_What you should do_: Arrange every line of the listing below as a numbered list, leaving out the blank lines.
* Start Input material *
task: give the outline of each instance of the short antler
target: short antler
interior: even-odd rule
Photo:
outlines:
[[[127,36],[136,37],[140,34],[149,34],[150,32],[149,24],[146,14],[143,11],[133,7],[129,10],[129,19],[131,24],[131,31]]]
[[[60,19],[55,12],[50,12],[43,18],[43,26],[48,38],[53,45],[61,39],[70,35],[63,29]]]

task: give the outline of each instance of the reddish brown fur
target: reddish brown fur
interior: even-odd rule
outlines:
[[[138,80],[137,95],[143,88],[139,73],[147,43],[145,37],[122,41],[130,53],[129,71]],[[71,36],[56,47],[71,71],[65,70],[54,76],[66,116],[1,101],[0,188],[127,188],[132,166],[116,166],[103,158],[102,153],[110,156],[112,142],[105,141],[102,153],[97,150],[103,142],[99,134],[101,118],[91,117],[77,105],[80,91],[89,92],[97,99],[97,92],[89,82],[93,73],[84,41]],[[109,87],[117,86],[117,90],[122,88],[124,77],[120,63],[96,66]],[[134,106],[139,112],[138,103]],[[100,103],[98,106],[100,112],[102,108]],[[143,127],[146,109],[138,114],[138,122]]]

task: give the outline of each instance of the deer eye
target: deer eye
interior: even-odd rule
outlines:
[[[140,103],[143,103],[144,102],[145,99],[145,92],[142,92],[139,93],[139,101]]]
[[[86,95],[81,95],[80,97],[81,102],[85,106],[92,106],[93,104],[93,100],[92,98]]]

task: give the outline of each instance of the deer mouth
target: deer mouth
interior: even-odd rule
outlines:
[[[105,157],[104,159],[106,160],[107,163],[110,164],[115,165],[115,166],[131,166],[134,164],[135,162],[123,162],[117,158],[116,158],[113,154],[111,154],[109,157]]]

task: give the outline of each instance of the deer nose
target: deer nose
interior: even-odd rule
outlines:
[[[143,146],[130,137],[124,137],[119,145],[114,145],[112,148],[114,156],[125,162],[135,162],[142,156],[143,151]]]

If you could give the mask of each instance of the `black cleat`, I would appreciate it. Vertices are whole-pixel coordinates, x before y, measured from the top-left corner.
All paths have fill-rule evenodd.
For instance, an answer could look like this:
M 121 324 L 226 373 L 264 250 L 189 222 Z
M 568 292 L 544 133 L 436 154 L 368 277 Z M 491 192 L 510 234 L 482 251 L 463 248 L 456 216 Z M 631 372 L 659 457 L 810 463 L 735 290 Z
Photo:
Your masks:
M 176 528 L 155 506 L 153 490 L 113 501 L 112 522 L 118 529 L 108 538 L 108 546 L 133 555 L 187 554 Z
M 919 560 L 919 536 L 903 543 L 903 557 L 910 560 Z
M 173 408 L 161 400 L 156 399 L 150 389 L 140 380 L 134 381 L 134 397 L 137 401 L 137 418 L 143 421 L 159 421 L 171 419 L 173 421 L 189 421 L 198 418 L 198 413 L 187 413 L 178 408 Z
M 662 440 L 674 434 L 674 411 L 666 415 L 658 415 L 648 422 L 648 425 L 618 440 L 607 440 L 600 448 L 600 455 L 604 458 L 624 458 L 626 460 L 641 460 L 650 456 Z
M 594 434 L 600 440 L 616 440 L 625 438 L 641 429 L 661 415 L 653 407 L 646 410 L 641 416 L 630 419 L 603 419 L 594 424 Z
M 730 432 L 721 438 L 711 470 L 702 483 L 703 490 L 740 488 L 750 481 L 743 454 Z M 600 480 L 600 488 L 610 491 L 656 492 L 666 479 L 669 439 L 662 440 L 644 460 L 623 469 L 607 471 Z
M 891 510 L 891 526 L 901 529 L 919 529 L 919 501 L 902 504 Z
* End Input material *
_Answer_:
1. task: give the outline of each instance of the short antler
2. target: short antler
3. interior: even-odd rule
4. Photo:
5. outlines:
6. [[[127,36],[136,37],[140,34],[149,34],[150,32],[149,24],[146,14],[143,11],[133,7],[129,10],[129,19],[131,24],[131,31]]]
7. [[[60,19],[55,12],[50,12],[43,18],[43,26],[48,38],[53,45],[61,39],[70,35],[63,29]]]
8. task: give the outline of each instance of the reddish brown fur
9. target: reddish brown fur
10. interior: even-odd rule
11. outlines:
12. [[[138,80],[137,95],[143,88],[139,73],[147,43],[145,37],[122,41],[130,53],[129,71]],[[71,36],[56,47],[71,71],[65,70],[54,76],[66,116],[1,101],[0,188],[127,188],[132,166],[116,166],[103,158],[102,153],[110,156],[112,142],[105,141],[102,153],[97,150],[103,142],[99,134],[101,118],[91,117],[77,105],[80,91],[89,92],[97,99],[97,92],[89,82],[93,73],[84,41]],[[109,87],[117,86],[117,90],[122,88],[124,77],[120,63],[96,66]],[[134,106],[139,112],[138,103]],[[100,103],[98,106],[100,112],[102,108]],[[143,127],[146,109],[138,114],[138,122]]]
13. task: give the outline of each instance of the deer eye
14. target: deer eye
15. interior: even-odd rule
16. outlines:
17. [[[140,103],[143,103],[144,102],[145,99],[145,92],[142,92],[139,93],[139,101]]]
18. [[[86,95],[81,95],[80,97],[81,102],[85,106],[92,106],[93,104],[93,100],[92,98]]]
19. task: give the outline of each instance of the deer mouth
20. target: deer mouth
21. interior: even-odd rule
22. outlines:
23. [[[105,157],[104,159],[106,160],[107,163],[110,164],[115,165],[115,166],[131,166],[134,164],[135,162],[123,162],[117,158],[116,158],[113,154],[111,154],[109,157]]]
24. task: give the outline of each instance of the deer nose
25. target: deer nose
26. interior: even-odd rule
27. outlines:
28. [[[143,146],[130,137],[124,137],[119,145],[114,145],[112,148],[114,156],[125,162],[135,162],[142,156],[143,151]]]
29. If you could give the mask of each instance of the `black cleat`, I would appreciate it. Vertices are whole-pixel coordinates, x before y, measured from the top-left corner.
30. All paths have fill-rule evenodd.
31. For instance, an answer could look like this:
32. M 121 324 L 226 373 L 264 250 L 189 222 Z
33. M 568 292 L 544 133 L 436 154 L 368 277 Z M 491 192 L 510 234 L 482 251 L 463 248 L 456 216 Z M 631 372 L 659 457 L 810 463 L 735 290 Z
34. Photo:
35. Your masks:
36. M 176 528 L 155 506 L 153 490 L 113 501 L 112 522 L 118 529 L 108 538 L 108 546 L 133 555 L 187 554 Z
37. M 919 560 L 919 536 L 903 543 L 903 557 L 910 560 Z
38. M 173 408 L 161 400 L 156 399 L 150 389 L 140 380 L 134 381 L 134 397 L 137 401 L 137 418 L 143 421 L 159 421 L 171 419 L 173 421 L 189 421 L 198 418 L 198 413 L 187 413 L 178 408 Z
39. M 662 440 L 674 434 L 674 411 L 666 415 L 658 415 L 648 422 L 648 425 L 618 440 L 607 440 L 600 448 L 600 455 L 604 458 L 624 458 L 626 460 L 641 460 L 650 456 Z
40. M 594 434 L 600 440 L 616 440 L 625 438 L 641 429 L 661 415 L 653 407 L 646 410 L 641 416 L 630 419 L 603 419 L 594 424 Z
41. M 730 432 L 721 438 L 711 470 L 702 483 L 703 490 L 740 488 L 750 481 L 743 454 Z M 600 480 L 600 488 L 610 491 L 656 492 L 666 479 L 669 439 L 662 440 L 644 460 L 623 469 L 607 471 Z
42. M 891 510 L 891 526 L 901 529 L 919 529 L 919 501 L 902 504 Z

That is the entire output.